Selected text:
|---|

I abused 2FA to maintain persistence after a password change - sdoering
https://medium.com/@lukeberner/7e3f455b71a1
======
elcomet
I think this attack is slightly overrated by the other commenters (and those
that say it defeats 2FA are wrong).

Here is the scenario he posted:

    
    
      > An Attacker enables 2FA in Victim’s account.
      > In another browser, Attacker waits indefinitely in the 2FA input page (Image 1).
      > Attacker disables 2FA.
      > The Victim regains access to the account (changing password & resetting sessions)
      > Then the Attacker could input a valid 2FA code and have access again to the account, without knowing the current password.
    

So to summarize:

\- The attacker needs the password of an account that is _not protected by
2FA_.

\- It allows the attacker to stay connected after a password change (usually,
when a password change occurs, it logs out the user of all platforms).

|---|

To be done:
Answer these questions about the thread above, one per line:
(a) In the posted scenario, what does the attacker do in another browser?
(b) According to the summary, the attacker needs the password of an account that is not protected by what?
(c) What usually happens to the user when a password change occurs?

|---|

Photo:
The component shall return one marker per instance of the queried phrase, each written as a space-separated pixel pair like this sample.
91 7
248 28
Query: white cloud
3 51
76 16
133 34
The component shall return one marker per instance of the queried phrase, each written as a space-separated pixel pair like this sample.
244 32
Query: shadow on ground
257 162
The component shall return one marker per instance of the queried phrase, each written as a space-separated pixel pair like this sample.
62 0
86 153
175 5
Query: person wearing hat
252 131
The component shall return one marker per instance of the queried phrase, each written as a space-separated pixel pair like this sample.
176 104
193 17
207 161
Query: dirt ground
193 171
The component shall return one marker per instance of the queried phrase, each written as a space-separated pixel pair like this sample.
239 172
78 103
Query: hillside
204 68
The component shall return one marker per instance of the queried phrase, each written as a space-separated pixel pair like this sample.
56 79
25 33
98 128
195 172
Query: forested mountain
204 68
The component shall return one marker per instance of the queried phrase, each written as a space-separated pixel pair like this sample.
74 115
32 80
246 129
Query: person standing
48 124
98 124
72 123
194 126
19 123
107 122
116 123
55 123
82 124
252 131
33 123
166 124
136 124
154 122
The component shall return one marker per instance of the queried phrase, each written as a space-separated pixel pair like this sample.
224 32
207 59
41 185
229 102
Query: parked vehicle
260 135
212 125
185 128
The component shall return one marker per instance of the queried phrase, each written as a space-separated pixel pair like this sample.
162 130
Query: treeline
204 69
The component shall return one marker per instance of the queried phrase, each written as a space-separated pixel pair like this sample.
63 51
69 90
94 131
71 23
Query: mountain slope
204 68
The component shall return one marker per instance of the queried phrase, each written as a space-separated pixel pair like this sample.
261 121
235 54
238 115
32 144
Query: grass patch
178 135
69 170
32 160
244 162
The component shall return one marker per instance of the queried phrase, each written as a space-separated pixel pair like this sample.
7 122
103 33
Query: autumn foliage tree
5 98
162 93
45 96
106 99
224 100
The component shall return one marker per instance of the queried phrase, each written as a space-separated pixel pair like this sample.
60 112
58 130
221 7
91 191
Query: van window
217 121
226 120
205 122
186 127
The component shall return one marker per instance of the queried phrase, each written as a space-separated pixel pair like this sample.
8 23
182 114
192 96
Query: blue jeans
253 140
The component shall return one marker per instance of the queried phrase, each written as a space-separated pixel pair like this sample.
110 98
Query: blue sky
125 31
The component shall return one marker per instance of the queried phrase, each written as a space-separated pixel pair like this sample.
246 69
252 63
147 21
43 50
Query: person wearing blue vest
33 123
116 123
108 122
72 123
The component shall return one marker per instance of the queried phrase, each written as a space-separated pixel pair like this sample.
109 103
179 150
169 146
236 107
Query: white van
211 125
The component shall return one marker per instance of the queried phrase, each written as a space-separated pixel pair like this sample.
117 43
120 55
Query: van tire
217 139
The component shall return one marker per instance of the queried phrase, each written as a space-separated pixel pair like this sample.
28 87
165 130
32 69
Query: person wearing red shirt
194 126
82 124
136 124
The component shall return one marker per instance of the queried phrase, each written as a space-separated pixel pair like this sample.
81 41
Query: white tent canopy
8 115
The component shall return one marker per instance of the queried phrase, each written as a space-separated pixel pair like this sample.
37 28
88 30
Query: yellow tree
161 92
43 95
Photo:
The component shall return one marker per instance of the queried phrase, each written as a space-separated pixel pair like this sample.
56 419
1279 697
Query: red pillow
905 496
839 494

|---|

Task result:
(a) The attacker waits indefinitely in the 2FA input page.
(b) 2FA.
(c) The user is logged out of all platforms.